Input for this task Block Start

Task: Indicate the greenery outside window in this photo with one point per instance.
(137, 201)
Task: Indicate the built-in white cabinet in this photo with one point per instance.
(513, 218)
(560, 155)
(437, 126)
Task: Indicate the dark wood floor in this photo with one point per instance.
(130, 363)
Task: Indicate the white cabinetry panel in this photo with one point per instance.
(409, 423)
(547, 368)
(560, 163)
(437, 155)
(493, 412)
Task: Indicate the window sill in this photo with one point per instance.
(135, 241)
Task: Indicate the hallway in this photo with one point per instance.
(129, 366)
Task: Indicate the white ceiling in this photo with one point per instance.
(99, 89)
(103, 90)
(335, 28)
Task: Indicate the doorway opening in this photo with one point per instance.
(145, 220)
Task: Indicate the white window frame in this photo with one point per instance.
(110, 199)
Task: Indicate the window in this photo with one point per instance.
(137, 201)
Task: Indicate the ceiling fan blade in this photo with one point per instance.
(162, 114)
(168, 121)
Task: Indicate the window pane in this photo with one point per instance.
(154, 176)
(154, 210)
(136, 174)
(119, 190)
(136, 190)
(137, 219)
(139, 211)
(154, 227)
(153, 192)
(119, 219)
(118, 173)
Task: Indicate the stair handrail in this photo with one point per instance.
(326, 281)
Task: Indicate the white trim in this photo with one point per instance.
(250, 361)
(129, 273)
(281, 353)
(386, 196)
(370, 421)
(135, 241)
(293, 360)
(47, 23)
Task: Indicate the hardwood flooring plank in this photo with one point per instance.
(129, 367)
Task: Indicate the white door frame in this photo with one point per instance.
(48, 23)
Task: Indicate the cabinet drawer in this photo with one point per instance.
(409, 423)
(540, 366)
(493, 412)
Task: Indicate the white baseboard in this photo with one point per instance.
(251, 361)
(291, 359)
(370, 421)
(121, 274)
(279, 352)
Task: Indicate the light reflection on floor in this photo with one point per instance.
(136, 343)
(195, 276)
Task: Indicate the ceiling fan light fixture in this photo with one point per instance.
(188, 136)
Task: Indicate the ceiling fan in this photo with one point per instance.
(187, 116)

Input for this task Block End

Could you set down exactly the lines above, from the one containing "Task: Indicate the ceiling fan in" through the last, including both and nothing else?

Task solution -
Task: Indicate the ceiling fan in this photo with one point per instance.
(187, 116)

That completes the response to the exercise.